* Task directions *
Gather each line in the items that contains the string "surface" and copy it out.

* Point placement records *

"""

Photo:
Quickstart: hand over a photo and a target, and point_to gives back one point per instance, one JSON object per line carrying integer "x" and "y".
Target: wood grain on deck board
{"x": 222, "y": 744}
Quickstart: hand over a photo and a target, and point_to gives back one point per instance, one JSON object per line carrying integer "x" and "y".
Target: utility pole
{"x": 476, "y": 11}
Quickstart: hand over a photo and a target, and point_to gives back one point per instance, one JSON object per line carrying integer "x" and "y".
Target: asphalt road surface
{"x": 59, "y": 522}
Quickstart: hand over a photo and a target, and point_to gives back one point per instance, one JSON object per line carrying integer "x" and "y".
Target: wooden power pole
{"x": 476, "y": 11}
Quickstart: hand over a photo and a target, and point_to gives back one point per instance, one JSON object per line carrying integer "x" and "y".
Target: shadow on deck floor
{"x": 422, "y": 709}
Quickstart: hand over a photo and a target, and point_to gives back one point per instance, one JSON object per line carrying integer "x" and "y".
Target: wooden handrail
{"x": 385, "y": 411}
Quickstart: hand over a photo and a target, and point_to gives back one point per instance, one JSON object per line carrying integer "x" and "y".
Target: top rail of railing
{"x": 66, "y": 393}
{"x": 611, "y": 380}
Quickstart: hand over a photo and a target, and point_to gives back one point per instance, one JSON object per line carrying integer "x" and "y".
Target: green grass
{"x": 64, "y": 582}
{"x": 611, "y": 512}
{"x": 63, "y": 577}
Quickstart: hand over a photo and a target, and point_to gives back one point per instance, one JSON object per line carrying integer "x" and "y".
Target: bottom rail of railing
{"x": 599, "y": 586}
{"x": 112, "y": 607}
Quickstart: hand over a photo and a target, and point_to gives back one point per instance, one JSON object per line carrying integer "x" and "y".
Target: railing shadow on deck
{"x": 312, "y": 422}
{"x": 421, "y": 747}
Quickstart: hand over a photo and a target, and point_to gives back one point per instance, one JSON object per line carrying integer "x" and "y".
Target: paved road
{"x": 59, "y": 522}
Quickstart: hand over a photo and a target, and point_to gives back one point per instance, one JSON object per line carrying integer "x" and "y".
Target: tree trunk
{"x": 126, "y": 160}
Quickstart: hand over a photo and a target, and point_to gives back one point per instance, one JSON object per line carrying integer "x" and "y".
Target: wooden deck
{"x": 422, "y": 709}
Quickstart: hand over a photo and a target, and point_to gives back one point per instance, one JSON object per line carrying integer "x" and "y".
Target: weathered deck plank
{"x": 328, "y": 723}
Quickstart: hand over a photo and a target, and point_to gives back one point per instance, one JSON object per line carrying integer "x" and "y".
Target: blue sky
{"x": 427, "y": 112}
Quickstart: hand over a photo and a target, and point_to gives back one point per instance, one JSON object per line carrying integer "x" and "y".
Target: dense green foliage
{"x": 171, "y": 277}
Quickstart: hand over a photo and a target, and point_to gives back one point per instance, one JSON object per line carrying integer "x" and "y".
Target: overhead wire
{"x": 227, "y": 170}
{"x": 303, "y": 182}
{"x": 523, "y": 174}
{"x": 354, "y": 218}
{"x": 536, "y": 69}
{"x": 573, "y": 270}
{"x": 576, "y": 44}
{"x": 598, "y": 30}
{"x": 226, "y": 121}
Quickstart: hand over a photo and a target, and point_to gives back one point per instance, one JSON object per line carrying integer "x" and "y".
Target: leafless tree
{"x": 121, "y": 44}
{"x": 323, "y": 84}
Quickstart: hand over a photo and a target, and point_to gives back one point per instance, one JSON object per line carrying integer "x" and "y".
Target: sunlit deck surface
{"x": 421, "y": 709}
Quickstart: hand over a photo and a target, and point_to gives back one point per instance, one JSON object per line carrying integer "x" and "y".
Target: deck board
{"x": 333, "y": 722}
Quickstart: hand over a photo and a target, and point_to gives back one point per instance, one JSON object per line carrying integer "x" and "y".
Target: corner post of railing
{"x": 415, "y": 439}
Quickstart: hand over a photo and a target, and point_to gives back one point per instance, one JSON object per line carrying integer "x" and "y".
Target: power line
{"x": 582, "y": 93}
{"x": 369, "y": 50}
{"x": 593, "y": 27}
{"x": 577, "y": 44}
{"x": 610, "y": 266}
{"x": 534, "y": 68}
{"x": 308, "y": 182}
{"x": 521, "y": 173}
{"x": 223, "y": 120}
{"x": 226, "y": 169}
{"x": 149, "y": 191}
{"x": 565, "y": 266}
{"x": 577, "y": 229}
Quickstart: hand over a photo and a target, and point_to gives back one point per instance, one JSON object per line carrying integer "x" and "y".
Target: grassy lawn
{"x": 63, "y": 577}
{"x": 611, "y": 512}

"""

* Completed exercise *
Target: asphalt road surface
Target: sunlit deck surface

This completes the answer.